Exercise materials:

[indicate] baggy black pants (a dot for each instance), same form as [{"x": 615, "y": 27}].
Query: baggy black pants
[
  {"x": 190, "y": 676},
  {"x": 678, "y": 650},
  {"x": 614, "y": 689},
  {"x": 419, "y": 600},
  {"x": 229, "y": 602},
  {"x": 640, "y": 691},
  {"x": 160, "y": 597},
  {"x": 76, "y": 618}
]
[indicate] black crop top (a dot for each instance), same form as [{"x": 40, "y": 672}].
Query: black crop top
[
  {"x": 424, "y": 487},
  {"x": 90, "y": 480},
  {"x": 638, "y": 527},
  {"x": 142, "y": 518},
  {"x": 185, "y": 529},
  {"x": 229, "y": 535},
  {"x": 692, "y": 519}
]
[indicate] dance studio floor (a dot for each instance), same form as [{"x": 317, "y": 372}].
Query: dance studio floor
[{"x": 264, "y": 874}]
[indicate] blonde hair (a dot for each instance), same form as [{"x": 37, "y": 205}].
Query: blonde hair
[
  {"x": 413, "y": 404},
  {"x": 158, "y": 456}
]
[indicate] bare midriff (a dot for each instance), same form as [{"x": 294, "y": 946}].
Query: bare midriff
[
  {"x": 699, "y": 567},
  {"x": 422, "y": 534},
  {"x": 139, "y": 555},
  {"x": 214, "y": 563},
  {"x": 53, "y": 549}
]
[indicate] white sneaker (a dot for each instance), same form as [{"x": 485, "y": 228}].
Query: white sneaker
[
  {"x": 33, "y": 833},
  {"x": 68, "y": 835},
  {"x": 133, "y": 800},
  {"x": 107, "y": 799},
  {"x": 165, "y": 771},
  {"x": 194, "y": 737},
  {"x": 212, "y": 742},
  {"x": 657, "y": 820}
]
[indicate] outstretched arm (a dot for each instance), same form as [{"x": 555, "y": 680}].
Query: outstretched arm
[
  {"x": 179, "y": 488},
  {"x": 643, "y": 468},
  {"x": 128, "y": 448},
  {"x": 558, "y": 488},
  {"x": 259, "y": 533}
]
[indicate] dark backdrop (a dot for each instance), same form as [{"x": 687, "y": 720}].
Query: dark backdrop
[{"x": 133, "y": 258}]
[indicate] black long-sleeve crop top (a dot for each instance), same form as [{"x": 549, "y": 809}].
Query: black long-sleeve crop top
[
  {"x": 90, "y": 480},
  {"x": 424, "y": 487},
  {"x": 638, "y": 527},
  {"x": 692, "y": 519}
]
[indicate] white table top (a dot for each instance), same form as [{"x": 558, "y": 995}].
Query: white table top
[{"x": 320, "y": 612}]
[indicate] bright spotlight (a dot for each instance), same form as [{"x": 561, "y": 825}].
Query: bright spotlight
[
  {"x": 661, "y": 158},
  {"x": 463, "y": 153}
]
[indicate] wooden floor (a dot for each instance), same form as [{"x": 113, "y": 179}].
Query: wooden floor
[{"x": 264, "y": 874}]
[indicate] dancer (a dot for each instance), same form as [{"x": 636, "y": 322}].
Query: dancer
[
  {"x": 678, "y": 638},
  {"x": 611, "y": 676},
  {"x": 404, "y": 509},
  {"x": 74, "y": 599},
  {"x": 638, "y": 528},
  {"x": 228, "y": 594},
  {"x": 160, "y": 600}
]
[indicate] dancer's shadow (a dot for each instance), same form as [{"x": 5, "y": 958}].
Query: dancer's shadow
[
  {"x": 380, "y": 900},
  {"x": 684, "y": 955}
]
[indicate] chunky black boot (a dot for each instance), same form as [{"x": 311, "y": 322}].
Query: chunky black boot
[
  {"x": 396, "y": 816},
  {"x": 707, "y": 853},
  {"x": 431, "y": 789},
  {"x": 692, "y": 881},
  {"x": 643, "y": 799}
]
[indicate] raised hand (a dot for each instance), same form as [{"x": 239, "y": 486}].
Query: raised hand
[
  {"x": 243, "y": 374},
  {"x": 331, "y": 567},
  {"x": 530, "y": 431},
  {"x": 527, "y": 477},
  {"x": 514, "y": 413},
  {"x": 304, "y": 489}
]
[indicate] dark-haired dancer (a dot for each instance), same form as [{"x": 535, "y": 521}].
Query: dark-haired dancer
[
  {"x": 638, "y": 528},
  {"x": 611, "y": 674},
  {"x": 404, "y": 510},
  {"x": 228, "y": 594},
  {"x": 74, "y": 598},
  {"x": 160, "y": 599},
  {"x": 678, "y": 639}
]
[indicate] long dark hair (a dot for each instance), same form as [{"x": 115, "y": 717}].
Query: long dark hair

What you are asked to do: Transcribe, exactly as written, all lines of the entries above from the first to the one containing "[indicate] white sneaker", and no more.

Result of this exercise:
[indicate] baggy black pants (a dot for each instance), same form as [{"x": 615, "y": 27}].
Query: baggy black pants
[
  {"x": 190, "y": 676},
  {"x": 678, "y": 650},
  {"x": 614, "y": 689},
  {"x": 419, "y": 600},
  {"x": 229, "y": 602},
  {"x": 640, "y": 691},
  {"x": 160, "y": 597},
  {"x": 76, "y": 618}
]
[indicate] black crop top (a dot for each instance), same form as [{"x": 40, "y": 672}].
Query: black crop top
[
  {"x": 424, "y": 487},
  {"x": 90, "y": 480},
  {"x": 638, "y": 527},
  {"x": 142, "y": 518},
  {"x": 185, "y": 529},
  {"x": 229, "y": 535},
  {"x": 692, "y": 519}
]
[indicate] dance studio floor (a dot for each instance), same form as [{"x": 317, "y": 372}].
Query: dance studio floor
[{"x": 264, "y": 874}]
[indicate] blonde hair (a dot for each instance), same form as [{"x": 37, "y": 205}].
Query: blonde hair
[
  {"x": 413, "y": 404},
  {"x": 158, "y": 456}
]
[indicate] bare midriff (a dot for each instance), same form as [{"x": 294, "y": 946}].
Query: bare midriff
[
  {"x": 699, "y": 567},
  {"x": 422, "y": 534},
  {"x": 139, "y": 555},
  {"x": 214, "y": 563},
  {"x": 53, "y": 549}
]
[indicate] white sneaker (a dot for each instance), same form as [{"x": 485, "y": 228}].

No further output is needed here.